Directions for this task:
In the LoRA training notes, condense the block starting "Dataset: 359 samples" into two sentences that keep the sample count, its percentage breakdown, and every hyperparameter change from v1.

-- START Selected passage --

# Product Owner LoRA Training v2
**Date**: 2025-11-15  
**Task**: Train Qwen2.5-7B-Instruct with LoRA using optimized hyperparameters

**Dataset**: 359 samples (aligned: 66.9%, needs: 30.4%, conflicts: 2.8%)  
**Changes from v1**:
- epochs: 3 → **4**
- learning_rate: 1e-4 → **8e-5**
- lr_scheduler: linear → **cosine**
- warmup_ratio: 0.1 → **0.05**
- gradient_accumulation: 8 → **12**

## 1. Setup and Configuration

### 1.1 Clonar repositorio y montar Drive

In [None]:
# Clonar el repositorio en el entorno actual
!git clone -b dspy-multi-role https://github.com/krukmat/agnostic-ai-pipeline.git
%cd agnostic-ai-pipeline

print("\n📁 Directorio actual:")
!pwd

try:
    from google.colab import drive  # type: ignore
    drive.mount('/content/drive')
    print("✅ Google Drive montado")

-- END Selected passage --
-- START Data extract --

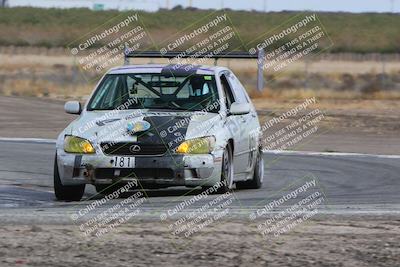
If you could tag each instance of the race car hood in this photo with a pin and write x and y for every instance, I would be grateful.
(165, 127)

-- END Data extract --

Result below:
The dataset has 359 samples: 66.9% aligned, 30.4% needs, and 2.8% conflicts. Compared with v1, epochs go from 3 to 4, learning rate from 1e-4 to 8e-5, the scheduler from linear to cosine, warmup ratio from 0.1 to 0.05, and gradient accumulation from 8 to 12.